>> begin DATA ENTRIES
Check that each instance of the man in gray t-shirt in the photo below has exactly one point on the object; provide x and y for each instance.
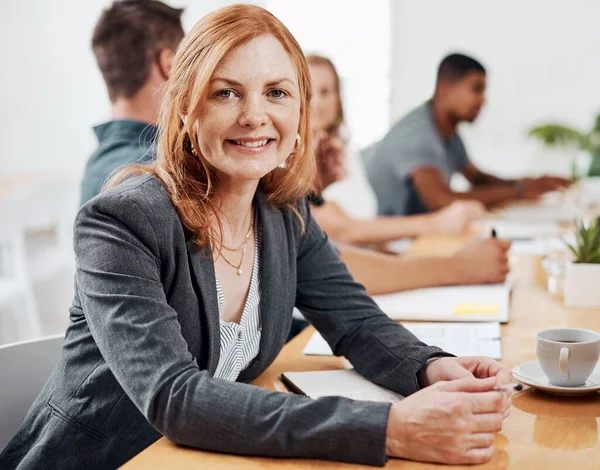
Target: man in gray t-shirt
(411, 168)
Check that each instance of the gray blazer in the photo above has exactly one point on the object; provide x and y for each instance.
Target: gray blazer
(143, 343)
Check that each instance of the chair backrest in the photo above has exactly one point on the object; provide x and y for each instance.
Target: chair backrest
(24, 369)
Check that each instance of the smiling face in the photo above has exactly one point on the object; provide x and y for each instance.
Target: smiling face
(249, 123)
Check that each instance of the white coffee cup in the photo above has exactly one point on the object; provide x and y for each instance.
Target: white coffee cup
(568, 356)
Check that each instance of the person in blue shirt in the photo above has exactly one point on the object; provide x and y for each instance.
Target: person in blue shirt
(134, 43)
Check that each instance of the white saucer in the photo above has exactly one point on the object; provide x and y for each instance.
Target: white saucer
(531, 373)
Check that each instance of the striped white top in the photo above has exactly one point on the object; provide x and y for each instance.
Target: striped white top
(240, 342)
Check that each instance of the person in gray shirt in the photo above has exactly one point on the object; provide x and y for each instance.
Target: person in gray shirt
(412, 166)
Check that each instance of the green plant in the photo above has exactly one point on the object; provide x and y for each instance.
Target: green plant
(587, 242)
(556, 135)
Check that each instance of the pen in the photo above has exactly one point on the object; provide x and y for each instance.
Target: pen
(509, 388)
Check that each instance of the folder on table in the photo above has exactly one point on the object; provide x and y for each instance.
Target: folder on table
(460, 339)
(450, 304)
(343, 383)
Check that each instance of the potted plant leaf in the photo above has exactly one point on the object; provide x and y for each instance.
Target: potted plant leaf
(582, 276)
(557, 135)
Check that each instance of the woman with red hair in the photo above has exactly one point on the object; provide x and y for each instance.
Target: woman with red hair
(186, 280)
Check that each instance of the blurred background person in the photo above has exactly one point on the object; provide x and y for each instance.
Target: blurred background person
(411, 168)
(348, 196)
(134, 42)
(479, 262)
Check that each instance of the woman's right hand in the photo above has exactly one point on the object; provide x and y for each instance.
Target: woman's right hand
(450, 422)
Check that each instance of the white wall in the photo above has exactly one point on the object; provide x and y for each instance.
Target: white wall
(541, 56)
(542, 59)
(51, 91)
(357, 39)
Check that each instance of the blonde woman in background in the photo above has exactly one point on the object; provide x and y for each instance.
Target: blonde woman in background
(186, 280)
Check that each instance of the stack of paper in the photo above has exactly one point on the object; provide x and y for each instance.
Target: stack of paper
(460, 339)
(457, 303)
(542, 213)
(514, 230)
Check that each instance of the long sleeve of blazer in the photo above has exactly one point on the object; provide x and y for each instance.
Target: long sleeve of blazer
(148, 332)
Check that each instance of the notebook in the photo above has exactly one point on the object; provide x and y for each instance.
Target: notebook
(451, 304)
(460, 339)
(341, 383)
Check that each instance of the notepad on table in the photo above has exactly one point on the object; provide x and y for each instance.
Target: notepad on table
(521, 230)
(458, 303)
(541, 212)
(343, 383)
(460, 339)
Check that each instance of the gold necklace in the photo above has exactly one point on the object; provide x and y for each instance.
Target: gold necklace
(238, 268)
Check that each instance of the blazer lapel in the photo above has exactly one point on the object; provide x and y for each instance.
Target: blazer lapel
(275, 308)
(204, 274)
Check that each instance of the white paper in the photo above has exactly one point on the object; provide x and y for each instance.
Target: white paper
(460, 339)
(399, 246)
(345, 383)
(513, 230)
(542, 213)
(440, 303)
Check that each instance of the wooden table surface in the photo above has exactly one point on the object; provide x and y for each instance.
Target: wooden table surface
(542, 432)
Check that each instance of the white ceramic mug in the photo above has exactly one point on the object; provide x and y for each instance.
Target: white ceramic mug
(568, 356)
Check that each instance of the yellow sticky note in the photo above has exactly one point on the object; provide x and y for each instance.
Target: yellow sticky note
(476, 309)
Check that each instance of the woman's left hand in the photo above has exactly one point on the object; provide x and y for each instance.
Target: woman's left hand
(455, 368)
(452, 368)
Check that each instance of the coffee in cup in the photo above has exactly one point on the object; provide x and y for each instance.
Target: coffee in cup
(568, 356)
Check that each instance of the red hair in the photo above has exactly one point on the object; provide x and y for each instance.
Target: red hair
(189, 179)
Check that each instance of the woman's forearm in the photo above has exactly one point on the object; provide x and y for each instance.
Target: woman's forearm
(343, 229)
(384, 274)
>> end DATA ENTRIES
>> begin DATA ENTRIES
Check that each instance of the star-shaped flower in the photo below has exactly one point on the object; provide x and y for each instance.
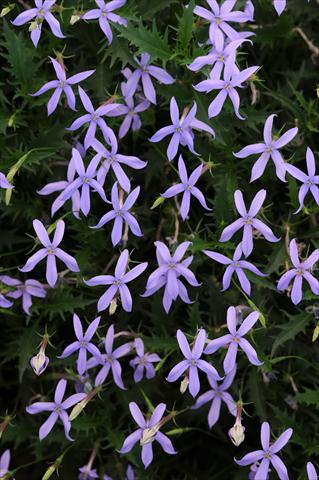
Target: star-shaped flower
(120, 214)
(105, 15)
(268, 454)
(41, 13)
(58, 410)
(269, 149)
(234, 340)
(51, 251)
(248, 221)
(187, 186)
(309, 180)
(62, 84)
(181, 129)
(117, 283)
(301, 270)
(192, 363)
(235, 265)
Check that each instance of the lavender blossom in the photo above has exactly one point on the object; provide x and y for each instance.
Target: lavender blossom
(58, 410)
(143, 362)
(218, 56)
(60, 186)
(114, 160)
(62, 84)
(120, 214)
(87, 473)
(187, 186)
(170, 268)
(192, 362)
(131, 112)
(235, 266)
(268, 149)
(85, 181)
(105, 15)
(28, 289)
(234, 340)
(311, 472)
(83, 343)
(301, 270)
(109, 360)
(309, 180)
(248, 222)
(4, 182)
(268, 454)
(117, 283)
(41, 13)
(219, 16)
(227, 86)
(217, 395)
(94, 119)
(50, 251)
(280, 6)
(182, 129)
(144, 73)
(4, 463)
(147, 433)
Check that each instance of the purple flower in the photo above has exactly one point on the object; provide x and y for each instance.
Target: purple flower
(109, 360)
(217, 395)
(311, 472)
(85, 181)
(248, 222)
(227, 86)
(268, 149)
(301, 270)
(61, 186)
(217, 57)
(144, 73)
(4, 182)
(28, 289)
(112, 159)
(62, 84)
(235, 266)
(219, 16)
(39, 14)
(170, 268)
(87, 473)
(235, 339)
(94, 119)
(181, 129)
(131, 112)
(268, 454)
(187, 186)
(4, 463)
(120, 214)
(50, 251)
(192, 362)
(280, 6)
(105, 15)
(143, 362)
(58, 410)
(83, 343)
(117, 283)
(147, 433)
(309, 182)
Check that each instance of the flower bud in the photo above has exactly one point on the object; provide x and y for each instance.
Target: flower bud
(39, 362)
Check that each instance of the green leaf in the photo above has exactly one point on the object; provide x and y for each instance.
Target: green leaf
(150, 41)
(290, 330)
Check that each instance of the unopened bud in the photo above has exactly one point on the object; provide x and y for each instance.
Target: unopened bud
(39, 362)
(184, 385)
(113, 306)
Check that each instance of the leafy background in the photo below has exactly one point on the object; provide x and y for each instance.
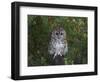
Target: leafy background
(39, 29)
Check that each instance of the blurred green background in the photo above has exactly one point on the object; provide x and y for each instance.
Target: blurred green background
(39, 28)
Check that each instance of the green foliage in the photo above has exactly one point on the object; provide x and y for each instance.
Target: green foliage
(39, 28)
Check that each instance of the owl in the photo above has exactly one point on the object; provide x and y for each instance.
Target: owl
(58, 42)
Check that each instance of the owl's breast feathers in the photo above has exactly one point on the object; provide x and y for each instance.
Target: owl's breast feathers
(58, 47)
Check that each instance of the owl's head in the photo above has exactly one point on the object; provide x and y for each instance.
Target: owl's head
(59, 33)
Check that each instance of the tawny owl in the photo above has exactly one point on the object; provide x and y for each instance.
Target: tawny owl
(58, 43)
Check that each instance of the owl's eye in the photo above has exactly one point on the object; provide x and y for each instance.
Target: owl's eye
>> end DATA ENTRIES
>> begin DATA ENTRIES
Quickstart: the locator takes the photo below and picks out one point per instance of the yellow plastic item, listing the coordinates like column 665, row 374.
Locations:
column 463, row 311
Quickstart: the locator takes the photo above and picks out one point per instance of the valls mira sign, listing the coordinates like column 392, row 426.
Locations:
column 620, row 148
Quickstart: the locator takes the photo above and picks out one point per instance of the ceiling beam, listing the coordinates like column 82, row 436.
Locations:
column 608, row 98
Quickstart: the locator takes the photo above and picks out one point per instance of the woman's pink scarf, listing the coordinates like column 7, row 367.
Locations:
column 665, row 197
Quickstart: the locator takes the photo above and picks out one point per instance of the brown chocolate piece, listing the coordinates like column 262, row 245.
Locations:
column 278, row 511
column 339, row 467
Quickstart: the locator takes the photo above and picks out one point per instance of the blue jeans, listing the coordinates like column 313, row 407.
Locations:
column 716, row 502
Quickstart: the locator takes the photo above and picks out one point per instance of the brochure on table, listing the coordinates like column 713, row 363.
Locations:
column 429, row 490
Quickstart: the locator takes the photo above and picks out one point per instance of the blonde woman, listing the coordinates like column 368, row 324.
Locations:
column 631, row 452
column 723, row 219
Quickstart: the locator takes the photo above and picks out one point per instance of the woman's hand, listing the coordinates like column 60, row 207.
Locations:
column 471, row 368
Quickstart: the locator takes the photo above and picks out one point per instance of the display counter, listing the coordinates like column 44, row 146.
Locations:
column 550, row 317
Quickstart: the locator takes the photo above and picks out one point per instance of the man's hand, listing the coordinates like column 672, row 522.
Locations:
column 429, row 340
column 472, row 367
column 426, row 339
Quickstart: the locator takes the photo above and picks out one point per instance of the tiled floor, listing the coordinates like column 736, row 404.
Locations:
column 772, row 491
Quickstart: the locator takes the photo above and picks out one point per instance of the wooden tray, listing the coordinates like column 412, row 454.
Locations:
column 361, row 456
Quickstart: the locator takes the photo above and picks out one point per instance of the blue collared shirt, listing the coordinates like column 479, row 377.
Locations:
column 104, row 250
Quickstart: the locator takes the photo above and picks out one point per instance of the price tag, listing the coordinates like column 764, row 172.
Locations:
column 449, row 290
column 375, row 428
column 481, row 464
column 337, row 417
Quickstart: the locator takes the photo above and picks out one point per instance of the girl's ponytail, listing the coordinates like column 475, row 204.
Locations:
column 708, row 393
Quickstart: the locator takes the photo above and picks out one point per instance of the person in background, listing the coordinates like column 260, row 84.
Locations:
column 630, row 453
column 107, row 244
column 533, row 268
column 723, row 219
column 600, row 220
>> end DATA ENTRIES
**WHAT YOU ARE ASKED TO DO:** Please quote the part of the items that opens with the line containing "475, row 204." and closes with the line containing "column 600, row 220", including both of those lines.

**OUTPUT FOR THIS EXERCISE:**
Quickstart: the locator takes the photo above and picks out one point per instance of the girl's ponytail, listing the coordinates like column 475, row 204.
Locations:
column 708, row 393
Quickstart: the locator takes the photo above and picks out one point per instance of the person in background, listing the coordinates like column 260, row 84.
Locations:
column 630, row 453
column 107, row 244
column 533, row 268
column 723, row 219
column 600, row 220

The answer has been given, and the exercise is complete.